ASSIGNED TASK 1
Decide whether each statement below agrees with the passage on lymph. For each, answer yes or no and quote the deciding words of the passage.
(a) Interstitial fluid takes the name lymph once it enters lymphatic capillaries.
(b) The fluid passes through the lymph nodes before returning to the bloodstream.
(c) Blood plasma contains no salts.
ASSIGNED TASK 2
In the passage on lymph, what is the fluid called that collects in the surrounding tissue after blood plasma filters through capillaries?
ASSIGNED TASK 3
Pick up the passage on lymph after its last sentence and continue it.
---------- PASSAGE FOR REVIEW ----------
Final answer:
Interstitial fluid is renamed lymph after entering the lymphatic capillaries. These vessels collect the fluid from tissue spaces and filter it through the lymph nodes, allowing it to re-enter the bloodstream as part of the immune and circulatory processes.
Step-by-step explanation:
Tissue or interstitial fluid is called lymph after it enters lymphatic capillaries. When blood plasma, consisting of water solvent with amino acids, sugars, fatty acids, coenzymes, hormones, neurotransmitters, salts, and waste products, filters through capillaries into the surrounding tissue, the fluid that accumulates is called interstitial fluid.
---------- DATASET EXTRACT ----------
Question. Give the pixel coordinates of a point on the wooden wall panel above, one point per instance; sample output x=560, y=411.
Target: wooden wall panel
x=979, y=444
----------
---------- DATASET EXTRACT ----------
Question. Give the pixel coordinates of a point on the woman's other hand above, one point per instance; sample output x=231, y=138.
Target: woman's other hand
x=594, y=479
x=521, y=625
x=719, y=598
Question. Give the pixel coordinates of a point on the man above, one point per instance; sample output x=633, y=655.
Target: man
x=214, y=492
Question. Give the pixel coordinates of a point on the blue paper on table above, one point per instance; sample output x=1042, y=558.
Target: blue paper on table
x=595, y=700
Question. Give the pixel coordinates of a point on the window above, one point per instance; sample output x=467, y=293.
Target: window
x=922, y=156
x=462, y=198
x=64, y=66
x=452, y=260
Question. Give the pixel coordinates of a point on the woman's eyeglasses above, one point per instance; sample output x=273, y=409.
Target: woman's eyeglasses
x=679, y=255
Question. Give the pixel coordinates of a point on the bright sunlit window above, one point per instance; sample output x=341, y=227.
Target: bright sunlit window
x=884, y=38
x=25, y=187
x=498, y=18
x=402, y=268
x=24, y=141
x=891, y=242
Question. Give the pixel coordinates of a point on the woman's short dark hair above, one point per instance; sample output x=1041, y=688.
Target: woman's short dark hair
----------
---------- DATASET EXTRACT ----------
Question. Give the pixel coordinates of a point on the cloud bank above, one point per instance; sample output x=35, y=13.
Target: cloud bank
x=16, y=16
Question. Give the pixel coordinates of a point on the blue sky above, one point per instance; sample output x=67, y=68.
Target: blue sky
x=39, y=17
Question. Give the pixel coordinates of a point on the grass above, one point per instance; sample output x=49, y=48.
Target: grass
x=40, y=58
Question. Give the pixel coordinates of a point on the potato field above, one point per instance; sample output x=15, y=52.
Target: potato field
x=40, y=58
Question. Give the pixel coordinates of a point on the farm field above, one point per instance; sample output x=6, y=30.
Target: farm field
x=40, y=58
----------
ANSWER AREA 1
(a) Yes: "Interstitial fluid is renamed lymph after entering the lymphatic capillaries."
(b) Yes: "filter it through the lymph nodes, allowing it to re-enter the bloodstream"
(c) No: "consisting of water solvent with amino acids, sugars, fatty acids, coenzymes, hormones, neurotransmitters, salts, and waste products"

ANSWER AREA 2
Interstitial fluid.

ANSWER AREA 3
Lymphatic capillaries, which are spread throughout almost every tissue except the central nervous system, bone marrow, bones, teeth, and cornea, collect the excess interstitial fluid. This fluid, when it enters the lymphatic system, becomes known as lymph. It is similar in composition to the interstitial fluid and contains proteins, waste products, cellular debris, pathogens, and numerous white blood cells, mainly lymphocytes.
The lymphatic system plays a critical role in returning this fluid back to the bloodstream. It helps maintain fluid balance and contributes to the body's immune defense by filtering lymph through lymph nodes, where infectious agents are removed by white blood cells before the clean lymph is returned to the heart via the veins.